• [Data excerpts]:
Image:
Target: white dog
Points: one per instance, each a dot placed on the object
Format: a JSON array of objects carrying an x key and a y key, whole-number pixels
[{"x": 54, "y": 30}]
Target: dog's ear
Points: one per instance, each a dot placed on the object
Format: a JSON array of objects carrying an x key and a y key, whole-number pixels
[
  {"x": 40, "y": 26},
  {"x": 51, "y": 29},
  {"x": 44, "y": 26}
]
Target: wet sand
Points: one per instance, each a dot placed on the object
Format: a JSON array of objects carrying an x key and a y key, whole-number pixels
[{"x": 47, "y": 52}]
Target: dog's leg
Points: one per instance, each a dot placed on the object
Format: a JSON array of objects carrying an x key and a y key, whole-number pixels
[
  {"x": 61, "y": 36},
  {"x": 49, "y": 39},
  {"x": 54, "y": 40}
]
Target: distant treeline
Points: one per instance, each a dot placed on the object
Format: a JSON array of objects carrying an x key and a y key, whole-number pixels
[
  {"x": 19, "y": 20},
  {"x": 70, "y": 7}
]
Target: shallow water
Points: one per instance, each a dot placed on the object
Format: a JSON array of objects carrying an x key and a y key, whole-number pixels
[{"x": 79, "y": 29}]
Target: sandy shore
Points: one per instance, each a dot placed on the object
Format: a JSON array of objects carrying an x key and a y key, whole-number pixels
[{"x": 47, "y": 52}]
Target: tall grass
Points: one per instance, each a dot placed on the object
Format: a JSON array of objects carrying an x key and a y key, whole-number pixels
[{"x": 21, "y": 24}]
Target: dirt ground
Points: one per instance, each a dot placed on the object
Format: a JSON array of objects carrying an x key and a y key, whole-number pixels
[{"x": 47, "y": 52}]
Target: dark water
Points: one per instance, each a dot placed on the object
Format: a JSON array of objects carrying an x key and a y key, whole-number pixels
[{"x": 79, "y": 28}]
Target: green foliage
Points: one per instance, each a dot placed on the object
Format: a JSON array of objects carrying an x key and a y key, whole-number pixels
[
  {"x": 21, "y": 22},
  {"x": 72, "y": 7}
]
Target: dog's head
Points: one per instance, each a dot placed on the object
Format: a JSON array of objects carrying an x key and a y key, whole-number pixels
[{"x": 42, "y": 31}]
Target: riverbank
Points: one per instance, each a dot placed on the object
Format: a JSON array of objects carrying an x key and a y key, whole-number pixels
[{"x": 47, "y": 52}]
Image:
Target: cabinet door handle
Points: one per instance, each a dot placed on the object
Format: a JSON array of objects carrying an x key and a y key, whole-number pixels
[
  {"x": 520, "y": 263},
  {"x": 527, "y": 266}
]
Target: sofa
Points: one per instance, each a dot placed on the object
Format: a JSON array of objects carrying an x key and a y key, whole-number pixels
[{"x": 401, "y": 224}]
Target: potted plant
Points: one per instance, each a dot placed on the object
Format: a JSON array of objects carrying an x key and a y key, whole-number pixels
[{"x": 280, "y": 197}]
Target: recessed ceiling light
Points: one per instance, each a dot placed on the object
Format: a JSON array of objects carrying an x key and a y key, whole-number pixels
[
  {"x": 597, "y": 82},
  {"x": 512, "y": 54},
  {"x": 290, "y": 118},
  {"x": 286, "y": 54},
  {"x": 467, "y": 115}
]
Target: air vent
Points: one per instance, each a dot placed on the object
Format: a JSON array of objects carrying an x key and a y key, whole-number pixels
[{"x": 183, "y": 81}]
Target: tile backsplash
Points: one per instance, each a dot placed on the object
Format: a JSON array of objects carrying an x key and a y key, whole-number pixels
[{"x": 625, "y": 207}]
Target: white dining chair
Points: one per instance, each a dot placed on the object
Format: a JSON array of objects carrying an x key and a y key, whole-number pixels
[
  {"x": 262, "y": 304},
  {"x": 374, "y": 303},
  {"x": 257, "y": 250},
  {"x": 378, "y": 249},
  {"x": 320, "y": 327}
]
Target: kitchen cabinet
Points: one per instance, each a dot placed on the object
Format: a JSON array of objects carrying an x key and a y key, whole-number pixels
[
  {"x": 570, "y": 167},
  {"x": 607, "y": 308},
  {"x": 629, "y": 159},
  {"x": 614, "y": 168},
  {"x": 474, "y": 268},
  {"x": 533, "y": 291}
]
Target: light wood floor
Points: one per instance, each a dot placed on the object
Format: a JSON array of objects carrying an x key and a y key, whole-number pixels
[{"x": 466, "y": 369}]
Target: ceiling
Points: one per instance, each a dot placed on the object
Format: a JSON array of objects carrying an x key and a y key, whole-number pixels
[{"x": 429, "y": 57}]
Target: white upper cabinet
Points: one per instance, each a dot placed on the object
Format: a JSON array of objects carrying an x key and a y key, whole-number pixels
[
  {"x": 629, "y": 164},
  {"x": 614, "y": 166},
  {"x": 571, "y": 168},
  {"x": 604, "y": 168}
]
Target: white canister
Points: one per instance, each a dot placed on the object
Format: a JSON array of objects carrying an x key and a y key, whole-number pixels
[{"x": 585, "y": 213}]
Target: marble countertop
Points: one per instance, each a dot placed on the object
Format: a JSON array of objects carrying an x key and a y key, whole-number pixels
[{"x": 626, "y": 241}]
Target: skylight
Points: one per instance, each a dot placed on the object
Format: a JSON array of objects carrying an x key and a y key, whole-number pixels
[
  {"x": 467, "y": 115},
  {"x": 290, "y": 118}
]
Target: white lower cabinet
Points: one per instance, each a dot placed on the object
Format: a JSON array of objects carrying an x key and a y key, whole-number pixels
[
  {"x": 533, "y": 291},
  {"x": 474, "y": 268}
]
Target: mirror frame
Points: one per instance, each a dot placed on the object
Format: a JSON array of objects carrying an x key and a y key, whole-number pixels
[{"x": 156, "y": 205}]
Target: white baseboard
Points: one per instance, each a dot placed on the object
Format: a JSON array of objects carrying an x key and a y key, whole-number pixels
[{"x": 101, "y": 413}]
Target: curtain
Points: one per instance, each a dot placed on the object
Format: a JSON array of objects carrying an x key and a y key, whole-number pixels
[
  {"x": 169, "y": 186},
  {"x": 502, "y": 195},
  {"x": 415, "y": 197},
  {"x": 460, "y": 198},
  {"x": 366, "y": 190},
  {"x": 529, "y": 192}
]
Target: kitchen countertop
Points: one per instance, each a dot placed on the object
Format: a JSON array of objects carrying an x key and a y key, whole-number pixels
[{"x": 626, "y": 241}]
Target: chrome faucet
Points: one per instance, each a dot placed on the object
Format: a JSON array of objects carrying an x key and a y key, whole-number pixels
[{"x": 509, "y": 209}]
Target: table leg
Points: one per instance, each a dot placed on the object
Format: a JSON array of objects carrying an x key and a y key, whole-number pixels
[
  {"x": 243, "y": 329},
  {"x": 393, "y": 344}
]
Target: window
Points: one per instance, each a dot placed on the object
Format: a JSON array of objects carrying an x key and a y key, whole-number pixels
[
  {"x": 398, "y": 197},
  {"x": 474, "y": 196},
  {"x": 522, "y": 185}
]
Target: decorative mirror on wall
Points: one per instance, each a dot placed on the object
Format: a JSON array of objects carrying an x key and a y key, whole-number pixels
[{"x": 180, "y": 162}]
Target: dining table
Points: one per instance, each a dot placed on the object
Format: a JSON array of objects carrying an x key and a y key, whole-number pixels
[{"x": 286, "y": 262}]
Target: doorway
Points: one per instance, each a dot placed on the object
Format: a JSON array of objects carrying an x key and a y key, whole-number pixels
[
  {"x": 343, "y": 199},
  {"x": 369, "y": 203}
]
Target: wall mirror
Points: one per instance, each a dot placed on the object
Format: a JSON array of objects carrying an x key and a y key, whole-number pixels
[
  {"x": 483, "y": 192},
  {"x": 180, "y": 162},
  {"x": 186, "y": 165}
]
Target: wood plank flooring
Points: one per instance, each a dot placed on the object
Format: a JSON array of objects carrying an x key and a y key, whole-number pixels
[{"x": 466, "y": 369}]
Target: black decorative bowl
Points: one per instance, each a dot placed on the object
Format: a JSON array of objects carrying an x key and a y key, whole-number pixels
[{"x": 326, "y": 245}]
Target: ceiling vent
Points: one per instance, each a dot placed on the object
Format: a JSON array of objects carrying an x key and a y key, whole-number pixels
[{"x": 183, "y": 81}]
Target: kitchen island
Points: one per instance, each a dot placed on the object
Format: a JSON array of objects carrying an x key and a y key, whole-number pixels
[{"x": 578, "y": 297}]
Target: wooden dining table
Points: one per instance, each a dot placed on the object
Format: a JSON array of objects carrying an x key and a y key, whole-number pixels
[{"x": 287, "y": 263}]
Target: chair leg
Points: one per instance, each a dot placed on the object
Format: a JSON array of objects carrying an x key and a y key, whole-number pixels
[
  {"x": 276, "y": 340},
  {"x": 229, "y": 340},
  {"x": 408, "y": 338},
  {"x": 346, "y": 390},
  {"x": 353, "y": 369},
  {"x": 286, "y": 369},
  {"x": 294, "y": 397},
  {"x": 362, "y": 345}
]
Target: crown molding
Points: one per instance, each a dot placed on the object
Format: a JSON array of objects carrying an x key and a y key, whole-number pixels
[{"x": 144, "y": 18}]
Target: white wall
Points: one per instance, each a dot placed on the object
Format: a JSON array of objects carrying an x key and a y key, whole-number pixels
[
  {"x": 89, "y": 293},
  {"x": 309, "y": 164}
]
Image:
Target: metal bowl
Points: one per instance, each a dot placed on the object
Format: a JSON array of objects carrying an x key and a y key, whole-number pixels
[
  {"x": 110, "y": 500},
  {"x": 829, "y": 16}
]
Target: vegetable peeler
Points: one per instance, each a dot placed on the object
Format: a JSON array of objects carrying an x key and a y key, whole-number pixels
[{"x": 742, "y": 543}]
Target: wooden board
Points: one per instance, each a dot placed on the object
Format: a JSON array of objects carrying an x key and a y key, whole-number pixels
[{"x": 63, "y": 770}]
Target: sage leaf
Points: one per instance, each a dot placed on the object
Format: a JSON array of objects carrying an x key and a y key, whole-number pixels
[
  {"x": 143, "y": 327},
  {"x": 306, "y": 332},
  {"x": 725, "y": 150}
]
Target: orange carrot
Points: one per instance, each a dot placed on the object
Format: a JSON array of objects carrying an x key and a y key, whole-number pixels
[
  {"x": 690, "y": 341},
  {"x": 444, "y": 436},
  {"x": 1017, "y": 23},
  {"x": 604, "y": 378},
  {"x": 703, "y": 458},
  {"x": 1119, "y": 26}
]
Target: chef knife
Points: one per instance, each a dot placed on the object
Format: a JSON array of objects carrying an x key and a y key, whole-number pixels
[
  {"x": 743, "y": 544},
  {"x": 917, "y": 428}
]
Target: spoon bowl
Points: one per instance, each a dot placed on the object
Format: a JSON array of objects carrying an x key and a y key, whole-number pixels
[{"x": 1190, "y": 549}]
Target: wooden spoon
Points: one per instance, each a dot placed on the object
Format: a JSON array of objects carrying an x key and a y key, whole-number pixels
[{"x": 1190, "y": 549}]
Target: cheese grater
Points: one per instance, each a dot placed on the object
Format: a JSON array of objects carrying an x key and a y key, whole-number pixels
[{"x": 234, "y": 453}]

• [Description of the task]:
The lines holding the word "water" are the answer. Find them in the entries and copy them.

• [Exercise solution]:
Target: shallow water
Target: dark water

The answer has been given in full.